Texte fourni:
- - -

En 2023, tu trouvas d’occasion une épinette des Vosges. Tu en avais déjà eu une entre les mains à la fin des années 90. C’est Franck, le batteur de Crème Brûlée, qui te l’avait prêtée (c’était un copain à lui qui l’avait fabriquée lui-même : il faut dire qu’une épinette, ce n’est jamais qu’un bout de bois avec quelques cordes de guitare posées dessus : 3 en bourdon, et 2 ou 3 en chanterelles). Tu avais enregistré avec celle-ci une petite séquence sur le morceau “Sous les robes de bure” de ton deuxième album solo, “2000 ans de bonheur“. Depuis lors, tu t’étais dit qu’un jour, ce serait pas mal de réutiliser un tel instrument, dont la sonorité métallique prisée des amateurs de musique folklorique traditionnelle pouvait aussi agrémenter des compositions plus psychédéliques.

- - -

Données enregistrées:
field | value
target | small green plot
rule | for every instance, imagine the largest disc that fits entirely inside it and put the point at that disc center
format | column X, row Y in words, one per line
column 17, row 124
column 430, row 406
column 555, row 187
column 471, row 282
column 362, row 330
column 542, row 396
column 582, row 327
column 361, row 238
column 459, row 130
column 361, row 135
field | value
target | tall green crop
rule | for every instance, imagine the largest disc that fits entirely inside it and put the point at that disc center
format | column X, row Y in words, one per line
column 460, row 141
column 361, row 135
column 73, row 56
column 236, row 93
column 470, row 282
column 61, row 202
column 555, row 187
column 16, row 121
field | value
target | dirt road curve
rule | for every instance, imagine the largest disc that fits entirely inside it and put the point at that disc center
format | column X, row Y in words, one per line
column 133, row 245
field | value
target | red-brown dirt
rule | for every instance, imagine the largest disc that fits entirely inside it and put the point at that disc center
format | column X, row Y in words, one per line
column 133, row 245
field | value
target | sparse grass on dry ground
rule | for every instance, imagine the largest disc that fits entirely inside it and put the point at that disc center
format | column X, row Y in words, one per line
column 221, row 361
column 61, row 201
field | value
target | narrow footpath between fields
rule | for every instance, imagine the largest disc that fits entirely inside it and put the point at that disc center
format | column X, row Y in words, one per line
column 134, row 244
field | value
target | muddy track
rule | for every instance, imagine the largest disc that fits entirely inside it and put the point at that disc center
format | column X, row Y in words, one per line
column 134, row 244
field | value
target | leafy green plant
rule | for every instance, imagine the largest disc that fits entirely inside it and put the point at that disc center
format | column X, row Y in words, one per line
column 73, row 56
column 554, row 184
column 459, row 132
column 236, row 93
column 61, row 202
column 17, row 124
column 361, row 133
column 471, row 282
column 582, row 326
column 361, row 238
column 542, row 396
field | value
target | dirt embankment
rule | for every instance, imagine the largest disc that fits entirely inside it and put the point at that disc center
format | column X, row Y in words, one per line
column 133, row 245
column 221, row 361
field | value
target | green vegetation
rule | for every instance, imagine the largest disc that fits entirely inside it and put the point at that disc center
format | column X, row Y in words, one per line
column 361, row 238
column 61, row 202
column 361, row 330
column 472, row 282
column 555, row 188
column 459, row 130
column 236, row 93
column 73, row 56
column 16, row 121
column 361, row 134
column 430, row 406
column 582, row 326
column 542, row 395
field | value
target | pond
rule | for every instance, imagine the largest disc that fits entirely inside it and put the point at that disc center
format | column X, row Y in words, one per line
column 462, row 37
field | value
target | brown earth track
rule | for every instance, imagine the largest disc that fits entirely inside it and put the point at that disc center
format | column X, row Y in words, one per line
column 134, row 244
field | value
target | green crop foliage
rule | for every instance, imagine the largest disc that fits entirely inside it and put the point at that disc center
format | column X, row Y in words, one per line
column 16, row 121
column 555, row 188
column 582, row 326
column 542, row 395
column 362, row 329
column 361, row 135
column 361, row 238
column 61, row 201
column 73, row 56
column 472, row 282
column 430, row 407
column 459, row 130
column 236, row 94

- - -

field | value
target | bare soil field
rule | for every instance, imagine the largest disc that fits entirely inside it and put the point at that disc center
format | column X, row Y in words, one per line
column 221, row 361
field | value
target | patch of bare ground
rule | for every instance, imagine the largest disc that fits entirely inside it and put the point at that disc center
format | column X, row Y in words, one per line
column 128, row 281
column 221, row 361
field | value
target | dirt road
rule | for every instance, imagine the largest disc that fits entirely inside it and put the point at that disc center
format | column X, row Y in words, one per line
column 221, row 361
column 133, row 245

- - -

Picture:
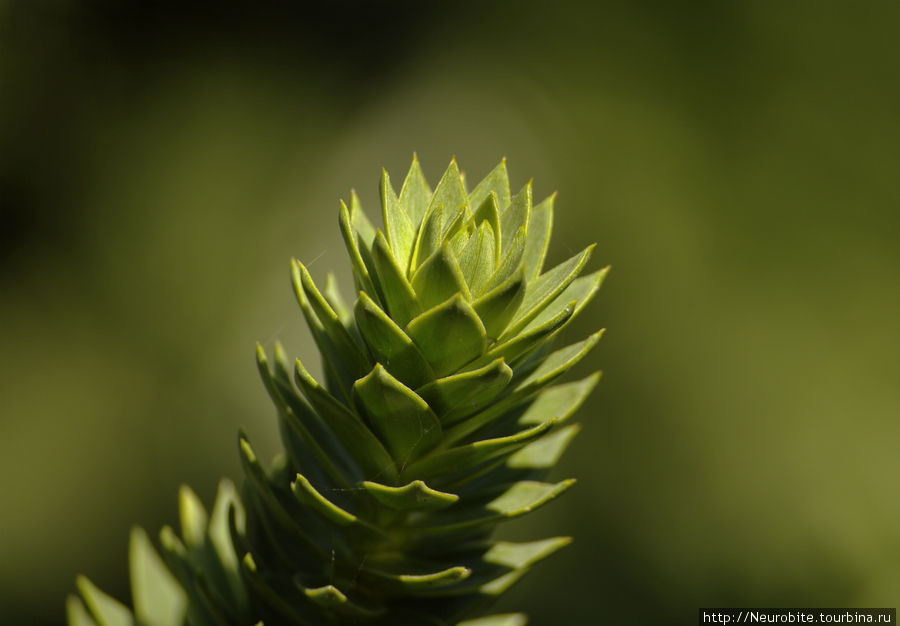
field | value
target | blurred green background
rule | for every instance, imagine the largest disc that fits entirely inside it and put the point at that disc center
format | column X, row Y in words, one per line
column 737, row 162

- - -

Consigne:
Modifiez le texte sur l'épinette des Vosges de « En 2023, tu » à « compositions plus psychédéliques. » en y remplaçant « épinette » par « cithare ».

Réponse attendue:
En 2023, tu trouvas d’occasion une cithare des Vosges. Tu en avais déjà eu une entre les mains à la fin des années 90. C’est Franck, le batteur de Crème Brûlée, qui te l’avait prêtée (c’était un copain à lui qui l’avait fabriquée lui-même : il faut dire qu’une cithare, ce n’est jamais qu’un bout de bois avec quelques cordes de guitare posées dessus : 3 en bourdon, et 2 ou 3 en chanterelles). Tu avais enregistré avec celle-ci une petite séquence sur le morceau “Sous les robes de bure” de ton deuxième album solo, “2000 ans de bonheur“. Depuis lors, tu t’étais dit qu’un jour, ce serait pas mal de réutiliser un tel instrument, dont la sonorité métallique prisée des amateurs de musique folklorique traditionnelle pouvait aussi agrémenter des compositions plus psychédéliques.